Data to process =>
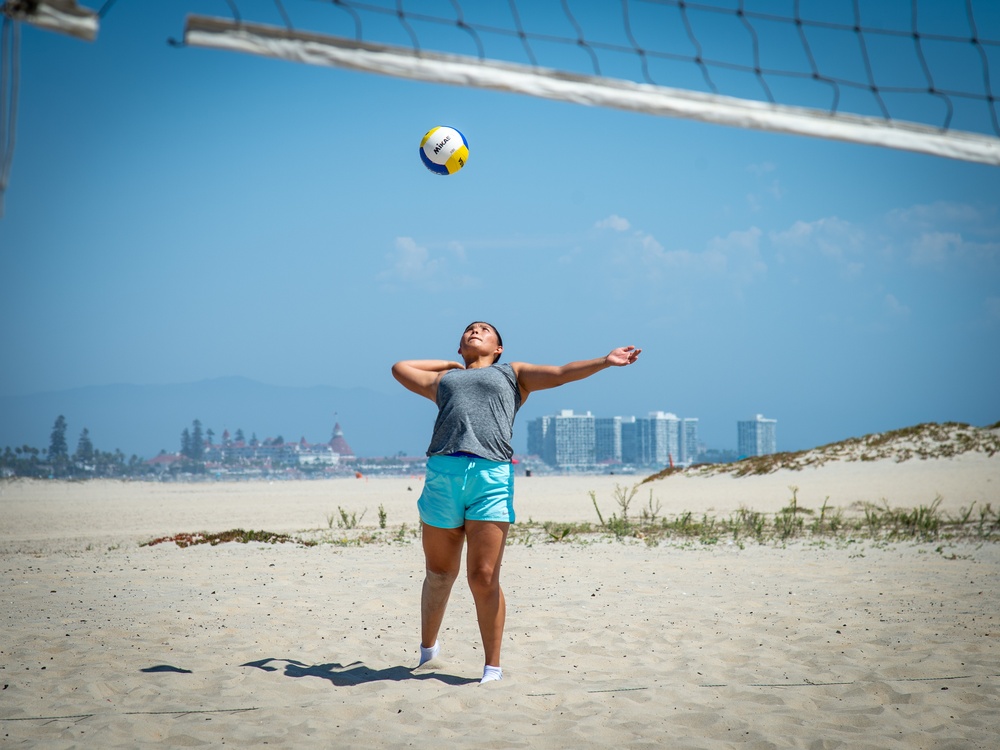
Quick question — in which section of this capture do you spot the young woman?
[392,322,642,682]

--

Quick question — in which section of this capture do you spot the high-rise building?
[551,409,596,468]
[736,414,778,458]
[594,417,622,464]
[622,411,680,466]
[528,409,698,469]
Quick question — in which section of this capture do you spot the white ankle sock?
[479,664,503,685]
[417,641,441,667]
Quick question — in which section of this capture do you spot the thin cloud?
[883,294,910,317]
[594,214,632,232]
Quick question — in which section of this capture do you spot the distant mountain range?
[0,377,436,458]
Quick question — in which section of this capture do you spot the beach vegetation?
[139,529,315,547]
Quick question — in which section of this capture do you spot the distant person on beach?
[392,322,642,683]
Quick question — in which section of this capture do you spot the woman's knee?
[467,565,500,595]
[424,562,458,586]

...

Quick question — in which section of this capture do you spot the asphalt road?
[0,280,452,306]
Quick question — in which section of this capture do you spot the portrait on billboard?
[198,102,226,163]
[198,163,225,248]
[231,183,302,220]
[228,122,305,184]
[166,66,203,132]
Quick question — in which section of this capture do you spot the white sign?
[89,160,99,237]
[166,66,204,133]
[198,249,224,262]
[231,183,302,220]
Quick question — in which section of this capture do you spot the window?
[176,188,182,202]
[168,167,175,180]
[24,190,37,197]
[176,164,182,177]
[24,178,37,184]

Problem statement => Rewrite the entries from the line containing "the white sign?" through the line containing "[24,178,37,184]" as a numbered list, with both of those lines included and any blank lines omitted.

Solution for this exercise =>
1. Quick question — in which section of this capture do you spot the white sign?
2. [89,160,99,237]
3. [166,66,204,133]
4. [198,249,224,262]
5. [231,183,302,220]
6. Quick question — in which section of this capture do you spot the window?
7. [176,188,182,202]
8. [168,167,175,180]
9. [24,190,37,197]
10. [176,164,182,177]
11. [24,178,37,184]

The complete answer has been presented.